- [Text provided]
== == ==

"6 Underground" is a song by the English band Sneaker Pimps from their debut studio album Becoming X. First released as a single in the United Kingdom in September 1996, the song reached number 15 on the UK Singles Chart and had moderate radio airplay in the United States, where it was shipped to modern rock and dance stations in February 1997. After the song was used in the 1997 American film The Saint, radio stations began playing "6 Underground" more frequently. The single was re-released in May 1997, when it peaked at number nine on the UK Singles Chart. In the United States, the song peaked at number 45 on the Billboard Hot 100 and at number seven on the Billboard Modern Rock Tracks chart.

The cover artwork of the single uses a photograph of a Lego Space moonscape. The piece is from the Command Centre playset marketed by The Lego Group from 1978 to 1988. After the commercial success and popularity of the album version of the song, the group released several remixes, some of which became hits in dance clubs and radio stations with a dance format. The version most frequently heard on radio was the remix by Nellee Hooper (which appeared as a hidden track on the album).

Composition
The horns and the harp melody at the beginning of the song are both sampled from "Golden Girl", a track from the 1964 James Bond film Goldfinger (the song plays during a scene when Bond discovers Jill Masterson covered in gold paint). The "a-one two" heard repeatedly in the Nellee Hooper version is sampled from De La Soul's song "Breakadawn".

Chris Corner said, "It's about death in a small town environment. You grow up in this shit town and you yearn to get out. A lot of artists, we just can't survive in a place like that. So, the essence of that song is that living in a small town is like dying. For us it was a huge release to get out and to explore the world, to see what everything else is about. We all wanted that. You know, the northern industrial shithole. And that's really what that song's about."

== == ==

- [Source material]
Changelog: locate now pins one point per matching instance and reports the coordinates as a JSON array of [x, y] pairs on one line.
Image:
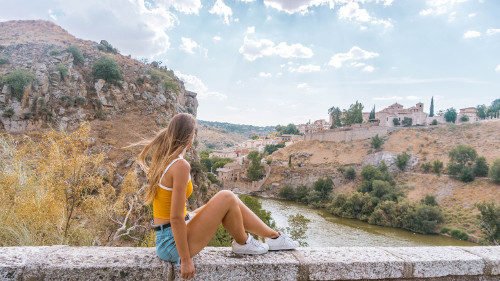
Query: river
[[326, 230]]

== == ==

- [Problems to solve]
• 1. Copy a passage from the article on "6 Underground" word for word. Begin at the words "The cover artwork" and stop after "on the album).".
• 2. According to the article on "6 Underground," what does the photograph on the single's cover artwork show?

- [Set of answers]
• 1.
The cover artwork of the single uses a photograph of a Lego Space moonscape. The piece is from the Command Centre playset marketed by The Lego Group from 1978 to 1988. After the commercial success and popularity of the album version of the song, the group released several remixes, some of which became hits in dance clubs and radio stations with a dance format. The version most frequently heard on radio was the remix by Nellee Hooper (which appeared as a hidden track on the album).

• 2. A Lego Space moonscape.